*WORK INSTRUCTIONS*. Turn the lines below, from the start through the line containing "294,80 -> 313,94", into a numbered list, with both ends included and blank lines omitted. Leave the pictures out of your answer.
** Start of DATA SECTION **
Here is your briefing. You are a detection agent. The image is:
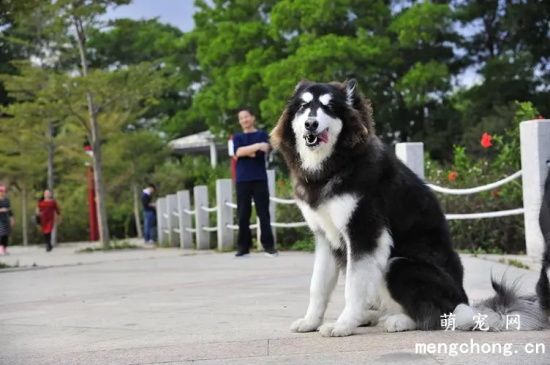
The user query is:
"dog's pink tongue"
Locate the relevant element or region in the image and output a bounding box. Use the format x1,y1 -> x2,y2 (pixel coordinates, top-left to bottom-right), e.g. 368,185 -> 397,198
317,129 -> 328,143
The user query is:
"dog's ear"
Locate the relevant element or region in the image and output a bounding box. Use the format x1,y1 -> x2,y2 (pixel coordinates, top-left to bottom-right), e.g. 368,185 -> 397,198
269,107 -> 290,149
344,79 -> 361,108
294,80 -> 313,94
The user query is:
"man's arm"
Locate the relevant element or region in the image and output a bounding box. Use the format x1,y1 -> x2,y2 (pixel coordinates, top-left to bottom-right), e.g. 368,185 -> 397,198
235,143 -> 259,158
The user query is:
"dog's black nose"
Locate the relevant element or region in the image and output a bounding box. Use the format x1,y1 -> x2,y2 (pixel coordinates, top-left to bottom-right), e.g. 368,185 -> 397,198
306,120 -> 319,132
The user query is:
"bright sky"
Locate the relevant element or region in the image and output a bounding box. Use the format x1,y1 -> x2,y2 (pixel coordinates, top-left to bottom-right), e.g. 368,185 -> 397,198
105,0 -> 195,32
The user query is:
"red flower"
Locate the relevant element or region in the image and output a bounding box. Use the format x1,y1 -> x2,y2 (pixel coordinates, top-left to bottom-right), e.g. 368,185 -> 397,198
481,132 -> 493,148
447,171 -> 458,182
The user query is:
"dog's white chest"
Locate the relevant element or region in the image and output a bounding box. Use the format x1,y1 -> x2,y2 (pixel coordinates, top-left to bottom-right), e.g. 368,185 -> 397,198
297,194 -> 358,249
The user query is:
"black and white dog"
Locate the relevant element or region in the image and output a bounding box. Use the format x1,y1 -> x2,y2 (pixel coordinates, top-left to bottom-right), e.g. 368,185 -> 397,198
271,80 -> 468,336
271,80 -> 548,336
** End of DATA SECTION **
*THE REPLY*.
1. Here is your briefing. You are a detection agent. The image is:
2. The user query is:
3. "dog's pink tongue"
4. Locate the relevant element or region in the image and output a bounding box. Use the format x1,y1 -> x2,y2 (pixel coordinates, top-left to bottom-right), e.g. 368,185 -> 397,198
5. 317,129 -> 328,143
6. The user query is:
7. "dog's ear"
8. Locate the relevant element or region in the image and output a bounding box. Use the format x1,y1 -> x2,y2 (pixel coordinates, top-left to bottom-right), e.g. 368,185 -> 397,198
9. 269,107 -> 290,149
10. 344,79 -> 361,108
11. 294,80 -> 313,94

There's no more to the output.